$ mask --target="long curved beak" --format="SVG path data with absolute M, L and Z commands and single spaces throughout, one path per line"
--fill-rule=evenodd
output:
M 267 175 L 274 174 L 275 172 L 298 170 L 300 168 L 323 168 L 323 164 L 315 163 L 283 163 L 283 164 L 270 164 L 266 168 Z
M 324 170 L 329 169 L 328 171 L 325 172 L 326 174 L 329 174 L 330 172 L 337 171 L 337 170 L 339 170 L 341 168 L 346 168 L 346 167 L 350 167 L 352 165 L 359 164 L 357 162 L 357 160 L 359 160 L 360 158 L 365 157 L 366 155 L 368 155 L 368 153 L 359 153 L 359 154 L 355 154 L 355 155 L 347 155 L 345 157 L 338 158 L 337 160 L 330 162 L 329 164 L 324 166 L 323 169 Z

━━━━━━

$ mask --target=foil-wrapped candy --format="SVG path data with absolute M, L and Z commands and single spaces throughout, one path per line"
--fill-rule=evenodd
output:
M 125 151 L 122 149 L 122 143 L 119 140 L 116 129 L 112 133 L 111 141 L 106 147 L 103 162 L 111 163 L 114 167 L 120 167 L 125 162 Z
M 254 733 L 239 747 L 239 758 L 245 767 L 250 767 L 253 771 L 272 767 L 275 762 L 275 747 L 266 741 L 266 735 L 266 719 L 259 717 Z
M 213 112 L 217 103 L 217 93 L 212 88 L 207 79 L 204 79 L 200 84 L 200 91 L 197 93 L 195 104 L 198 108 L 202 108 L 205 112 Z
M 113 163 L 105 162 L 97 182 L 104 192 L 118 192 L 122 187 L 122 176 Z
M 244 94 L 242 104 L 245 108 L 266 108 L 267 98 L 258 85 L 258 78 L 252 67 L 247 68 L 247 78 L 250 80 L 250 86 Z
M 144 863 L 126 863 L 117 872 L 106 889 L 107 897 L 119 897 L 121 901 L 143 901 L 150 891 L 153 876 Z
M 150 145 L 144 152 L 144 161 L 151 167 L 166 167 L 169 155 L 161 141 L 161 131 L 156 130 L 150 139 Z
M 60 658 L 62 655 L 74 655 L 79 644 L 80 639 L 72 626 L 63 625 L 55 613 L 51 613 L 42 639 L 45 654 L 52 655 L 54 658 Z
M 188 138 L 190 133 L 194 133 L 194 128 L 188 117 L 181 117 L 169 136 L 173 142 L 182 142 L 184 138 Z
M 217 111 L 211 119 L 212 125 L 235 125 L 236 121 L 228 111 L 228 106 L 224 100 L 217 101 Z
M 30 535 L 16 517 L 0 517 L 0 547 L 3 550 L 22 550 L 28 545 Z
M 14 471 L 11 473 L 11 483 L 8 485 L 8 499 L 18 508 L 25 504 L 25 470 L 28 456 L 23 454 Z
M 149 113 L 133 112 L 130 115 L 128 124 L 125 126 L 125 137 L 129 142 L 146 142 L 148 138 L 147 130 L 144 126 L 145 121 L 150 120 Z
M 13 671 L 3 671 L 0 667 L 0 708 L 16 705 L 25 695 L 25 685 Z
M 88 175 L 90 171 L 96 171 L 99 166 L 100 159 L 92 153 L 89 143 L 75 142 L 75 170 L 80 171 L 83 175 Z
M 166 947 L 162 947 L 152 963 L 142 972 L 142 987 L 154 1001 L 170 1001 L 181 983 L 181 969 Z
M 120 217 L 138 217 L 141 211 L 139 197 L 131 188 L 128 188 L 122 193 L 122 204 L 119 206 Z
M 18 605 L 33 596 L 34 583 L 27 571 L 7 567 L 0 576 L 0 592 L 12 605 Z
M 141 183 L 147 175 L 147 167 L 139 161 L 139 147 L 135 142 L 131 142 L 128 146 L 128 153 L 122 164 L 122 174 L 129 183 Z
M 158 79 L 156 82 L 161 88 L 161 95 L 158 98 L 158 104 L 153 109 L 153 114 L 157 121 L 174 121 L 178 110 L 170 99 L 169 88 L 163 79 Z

━━━━━━

• [Task statement]:
In the listing above, which lines include the string "absolute"? Return every one of them.

• [Answer box]:
$ mask --target="long curved beak" --format="SVG path data with absolute M, L and Z commands and single spaces throughout, one path per line"
$ mask --target=foil-wrapped candy --format="SVG path data with absolute M, L and Z commands and single spaces throughout, one path per line"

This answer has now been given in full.